(Beginning of Material provided)

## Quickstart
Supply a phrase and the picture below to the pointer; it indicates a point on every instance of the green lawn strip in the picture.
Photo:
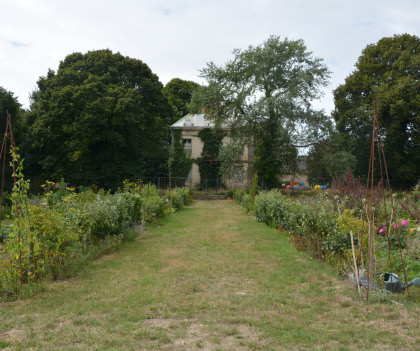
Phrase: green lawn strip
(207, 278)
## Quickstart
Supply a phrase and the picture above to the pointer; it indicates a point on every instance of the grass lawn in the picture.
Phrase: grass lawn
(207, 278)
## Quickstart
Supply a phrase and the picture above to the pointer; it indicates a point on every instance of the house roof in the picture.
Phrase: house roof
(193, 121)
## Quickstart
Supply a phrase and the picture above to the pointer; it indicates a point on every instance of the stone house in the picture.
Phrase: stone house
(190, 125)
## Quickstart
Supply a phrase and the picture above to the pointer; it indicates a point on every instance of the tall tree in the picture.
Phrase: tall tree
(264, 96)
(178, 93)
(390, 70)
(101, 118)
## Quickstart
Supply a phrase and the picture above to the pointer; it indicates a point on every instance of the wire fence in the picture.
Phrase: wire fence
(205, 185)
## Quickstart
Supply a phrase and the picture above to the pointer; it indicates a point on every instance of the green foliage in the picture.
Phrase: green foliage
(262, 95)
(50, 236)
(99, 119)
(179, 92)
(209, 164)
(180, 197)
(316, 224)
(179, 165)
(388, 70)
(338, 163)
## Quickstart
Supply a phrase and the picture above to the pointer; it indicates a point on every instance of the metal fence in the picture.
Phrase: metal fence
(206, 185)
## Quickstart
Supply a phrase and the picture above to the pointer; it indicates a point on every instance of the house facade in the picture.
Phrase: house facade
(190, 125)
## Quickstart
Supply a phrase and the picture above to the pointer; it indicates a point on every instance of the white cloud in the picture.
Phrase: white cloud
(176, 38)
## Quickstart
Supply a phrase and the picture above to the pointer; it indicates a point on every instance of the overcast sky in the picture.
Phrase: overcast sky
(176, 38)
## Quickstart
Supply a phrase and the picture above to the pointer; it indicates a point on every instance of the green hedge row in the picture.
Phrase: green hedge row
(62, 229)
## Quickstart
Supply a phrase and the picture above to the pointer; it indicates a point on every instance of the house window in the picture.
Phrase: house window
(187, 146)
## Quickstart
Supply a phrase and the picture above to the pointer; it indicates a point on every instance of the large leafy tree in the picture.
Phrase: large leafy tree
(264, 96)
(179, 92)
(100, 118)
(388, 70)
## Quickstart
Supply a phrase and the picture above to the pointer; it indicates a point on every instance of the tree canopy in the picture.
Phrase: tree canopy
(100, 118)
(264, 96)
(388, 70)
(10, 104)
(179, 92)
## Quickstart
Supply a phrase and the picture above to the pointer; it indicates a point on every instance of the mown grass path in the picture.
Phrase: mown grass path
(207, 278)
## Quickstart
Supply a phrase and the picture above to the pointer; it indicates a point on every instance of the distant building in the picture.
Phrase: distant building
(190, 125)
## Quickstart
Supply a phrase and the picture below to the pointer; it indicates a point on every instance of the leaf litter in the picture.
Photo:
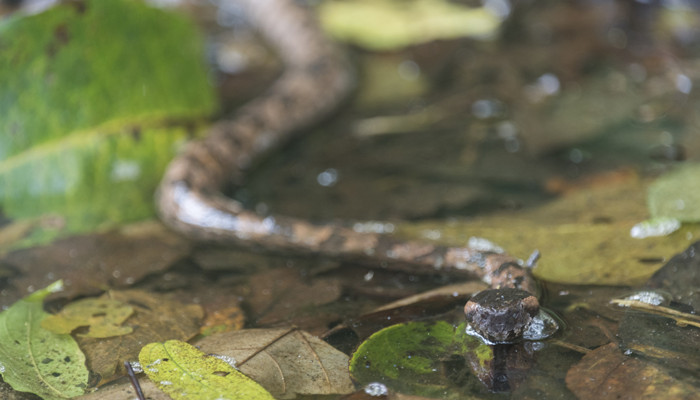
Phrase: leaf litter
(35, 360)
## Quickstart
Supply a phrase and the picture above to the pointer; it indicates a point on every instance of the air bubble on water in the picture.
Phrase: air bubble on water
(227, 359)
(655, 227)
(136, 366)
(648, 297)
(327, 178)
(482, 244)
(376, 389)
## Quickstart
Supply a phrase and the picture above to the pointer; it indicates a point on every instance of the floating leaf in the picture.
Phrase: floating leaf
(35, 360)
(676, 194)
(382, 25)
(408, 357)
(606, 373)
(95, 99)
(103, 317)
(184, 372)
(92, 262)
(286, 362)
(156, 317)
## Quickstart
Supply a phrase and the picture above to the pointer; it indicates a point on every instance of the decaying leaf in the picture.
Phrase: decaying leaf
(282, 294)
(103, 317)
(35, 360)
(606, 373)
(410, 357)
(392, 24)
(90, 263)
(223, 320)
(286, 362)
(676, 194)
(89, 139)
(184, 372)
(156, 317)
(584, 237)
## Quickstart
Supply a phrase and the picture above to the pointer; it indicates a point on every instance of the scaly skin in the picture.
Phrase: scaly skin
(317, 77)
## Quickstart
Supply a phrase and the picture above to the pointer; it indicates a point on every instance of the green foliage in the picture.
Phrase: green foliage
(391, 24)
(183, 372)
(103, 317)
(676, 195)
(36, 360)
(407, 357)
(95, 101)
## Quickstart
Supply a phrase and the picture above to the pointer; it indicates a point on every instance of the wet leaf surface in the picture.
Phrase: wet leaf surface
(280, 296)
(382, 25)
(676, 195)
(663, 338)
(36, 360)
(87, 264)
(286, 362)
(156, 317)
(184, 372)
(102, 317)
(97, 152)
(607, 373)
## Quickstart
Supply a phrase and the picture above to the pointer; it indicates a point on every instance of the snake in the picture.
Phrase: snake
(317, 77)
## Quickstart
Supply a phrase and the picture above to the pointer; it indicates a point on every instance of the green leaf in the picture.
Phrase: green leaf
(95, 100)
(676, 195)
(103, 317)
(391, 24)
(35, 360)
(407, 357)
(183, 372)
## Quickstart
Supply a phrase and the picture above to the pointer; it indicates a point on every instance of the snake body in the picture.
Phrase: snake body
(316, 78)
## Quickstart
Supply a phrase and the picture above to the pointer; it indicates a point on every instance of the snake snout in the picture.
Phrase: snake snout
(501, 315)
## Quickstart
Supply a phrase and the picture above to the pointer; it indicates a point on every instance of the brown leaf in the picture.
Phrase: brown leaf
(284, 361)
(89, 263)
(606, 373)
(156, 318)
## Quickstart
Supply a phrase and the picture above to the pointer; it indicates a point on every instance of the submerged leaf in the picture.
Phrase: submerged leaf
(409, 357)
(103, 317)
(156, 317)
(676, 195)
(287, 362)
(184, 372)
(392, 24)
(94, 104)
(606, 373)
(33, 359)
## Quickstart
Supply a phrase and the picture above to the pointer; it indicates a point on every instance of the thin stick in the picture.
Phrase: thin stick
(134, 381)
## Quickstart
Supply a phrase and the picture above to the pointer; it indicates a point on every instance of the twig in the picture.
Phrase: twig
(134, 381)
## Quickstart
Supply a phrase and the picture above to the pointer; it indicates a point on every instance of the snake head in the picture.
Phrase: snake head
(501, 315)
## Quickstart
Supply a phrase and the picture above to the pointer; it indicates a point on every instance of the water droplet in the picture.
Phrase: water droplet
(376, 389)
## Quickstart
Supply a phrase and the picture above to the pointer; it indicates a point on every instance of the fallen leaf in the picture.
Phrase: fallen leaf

(End of Material provided)
(Beginning of Material provided)

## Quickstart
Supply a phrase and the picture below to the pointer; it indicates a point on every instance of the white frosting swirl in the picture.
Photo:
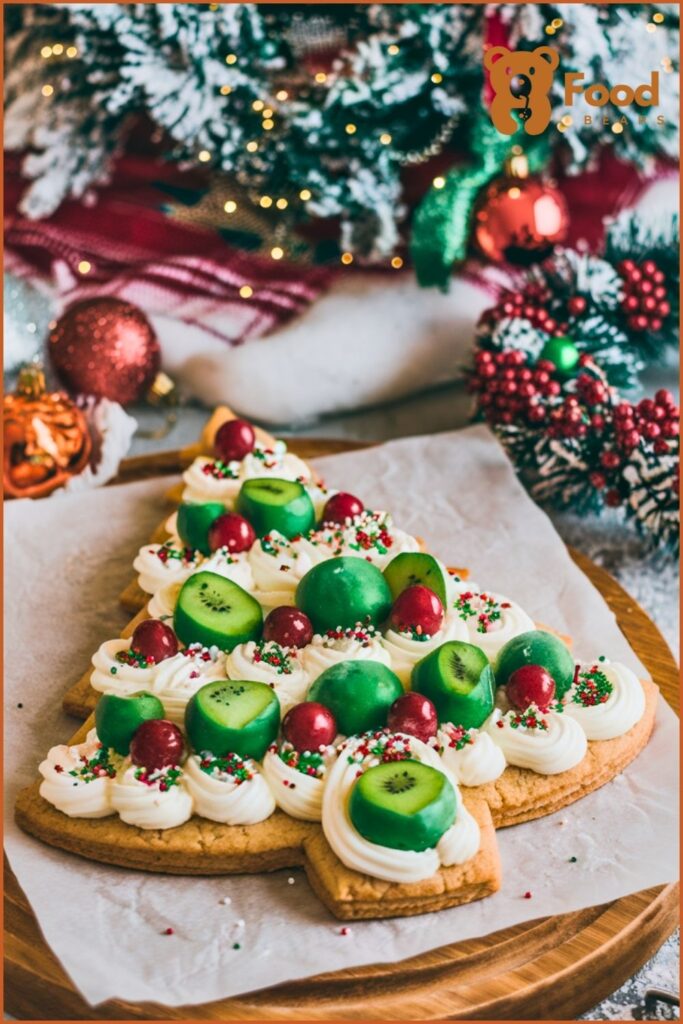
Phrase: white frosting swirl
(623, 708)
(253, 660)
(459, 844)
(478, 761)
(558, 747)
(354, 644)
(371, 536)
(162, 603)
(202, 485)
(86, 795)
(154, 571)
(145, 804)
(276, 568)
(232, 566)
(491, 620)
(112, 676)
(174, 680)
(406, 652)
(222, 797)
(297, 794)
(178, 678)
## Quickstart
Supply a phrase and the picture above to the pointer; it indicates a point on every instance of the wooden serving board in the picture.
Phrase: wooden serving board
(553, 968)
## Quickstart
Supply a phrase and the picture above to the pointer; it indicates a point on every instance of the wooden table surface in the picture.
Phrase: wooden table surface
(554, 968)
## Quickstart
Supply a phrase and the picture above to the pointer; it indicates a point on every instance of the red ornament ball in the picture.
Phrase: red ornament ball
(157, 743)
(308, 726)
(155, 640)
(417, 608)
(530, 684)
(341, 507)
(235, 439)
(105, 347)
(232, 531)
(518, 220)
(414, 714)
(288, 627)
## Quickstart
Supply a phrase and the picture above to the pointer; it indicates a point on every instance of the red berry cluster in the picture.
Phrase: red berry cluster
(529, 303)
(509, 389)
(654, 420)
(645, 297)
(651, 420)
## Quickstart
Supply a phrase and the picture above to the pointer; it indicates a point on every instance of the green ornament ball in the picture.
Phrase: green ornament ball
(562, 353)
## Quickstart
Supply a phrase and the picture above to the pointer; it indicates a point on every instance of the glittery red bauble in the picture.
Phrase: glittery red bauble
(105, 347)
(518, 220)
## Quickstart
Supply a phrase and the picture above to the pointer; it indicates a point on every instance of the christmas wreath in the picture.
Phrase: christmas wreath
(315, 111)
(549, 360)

(End of Material provided)
(Beginning of Material provided)

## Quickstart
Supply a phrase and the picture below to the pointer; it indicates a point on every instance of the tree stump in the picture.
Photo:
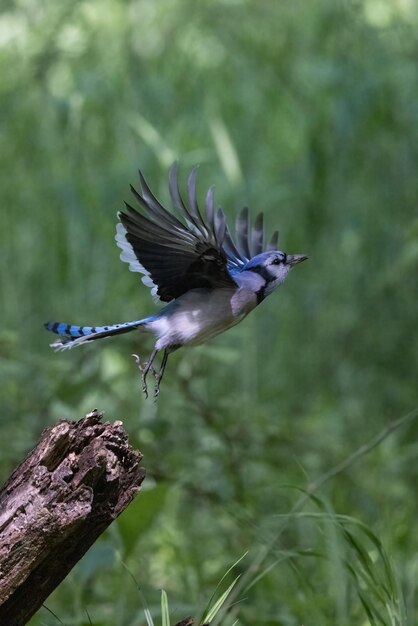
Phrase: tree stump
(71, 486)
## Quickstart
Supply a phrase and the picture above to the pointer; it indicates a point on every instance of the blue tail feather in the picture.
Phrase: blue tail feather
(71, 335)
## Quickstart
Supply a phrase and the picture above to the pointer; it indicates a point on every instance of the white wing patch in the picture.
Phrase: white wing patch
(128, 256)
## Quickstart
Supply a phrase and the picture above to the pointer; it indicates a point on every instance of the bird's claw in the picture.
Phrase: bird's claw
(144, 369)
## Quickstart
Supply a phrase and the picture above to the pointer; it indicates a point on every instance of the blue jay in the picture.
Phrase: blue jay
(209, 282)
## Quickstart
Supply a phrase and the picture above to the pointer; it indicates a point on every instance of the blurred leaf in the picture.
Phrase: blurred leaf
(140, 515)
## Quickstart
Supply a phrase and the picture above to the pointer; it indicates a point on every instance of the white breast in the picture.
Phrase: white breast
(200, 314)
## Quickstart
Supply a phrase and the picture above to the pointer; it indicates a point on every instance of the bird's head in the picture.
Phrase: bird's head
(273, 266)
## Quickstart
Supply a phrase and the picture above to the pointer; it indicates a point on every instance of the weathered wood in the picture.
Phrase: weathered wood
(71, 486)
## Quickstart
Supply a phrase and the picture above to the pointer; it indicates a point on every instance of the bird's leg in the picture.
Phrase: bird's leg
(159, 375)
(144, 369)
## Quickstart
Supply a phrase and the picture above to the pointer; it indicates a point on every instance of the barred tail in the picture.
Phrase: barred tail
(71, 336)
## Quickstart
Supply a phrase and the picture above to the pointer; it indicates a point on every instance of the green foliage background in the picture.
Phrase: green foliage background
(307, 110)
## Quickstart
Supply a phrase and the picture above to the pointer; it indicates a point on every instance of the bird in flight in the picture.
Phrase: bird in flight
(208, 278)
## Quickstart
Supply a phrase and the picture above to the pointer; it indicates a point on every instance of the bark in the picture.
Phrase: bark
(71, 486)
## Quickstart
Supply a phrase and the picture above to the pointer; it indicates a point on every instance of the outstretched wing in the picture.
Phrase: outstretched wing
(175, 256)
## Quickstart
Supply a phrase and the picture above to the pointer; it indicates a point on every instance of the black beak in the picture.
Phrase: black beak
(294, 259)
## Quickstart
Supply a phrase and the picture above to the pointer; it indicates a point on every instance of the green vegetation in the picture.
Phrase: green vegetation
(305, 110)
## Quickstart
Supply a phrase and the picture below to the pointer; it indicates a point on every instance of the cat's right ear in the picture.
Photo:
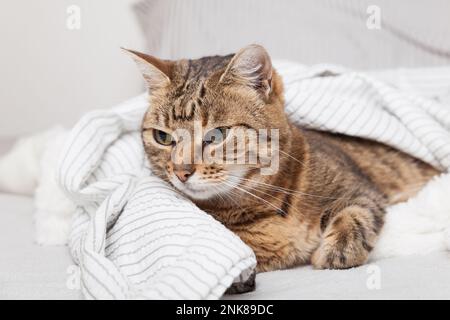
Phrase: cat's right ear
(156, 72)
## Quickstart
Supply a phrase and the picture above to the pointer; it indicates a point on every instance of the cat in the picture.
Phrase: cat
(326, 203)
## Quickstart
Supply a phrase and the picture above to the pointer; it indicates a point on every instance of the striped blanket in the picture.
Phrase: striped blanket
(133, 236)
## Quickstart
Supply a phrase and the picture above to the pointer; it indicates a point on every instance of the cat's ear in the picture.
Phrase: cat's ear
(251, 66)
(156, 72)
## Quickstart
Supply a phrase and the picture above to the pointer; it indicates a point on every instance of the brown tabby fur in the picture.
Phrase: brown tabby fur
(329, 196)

(End of Material provided)

-- What this task involves --
Copy every line of the data above in which the string "fallen" appears.

-- Solution for this problem --
Supply a phrase and the picture above to the pointer; it indicates a point on every instance of the fallen leaf in the picture.
Phrase: fallen leaf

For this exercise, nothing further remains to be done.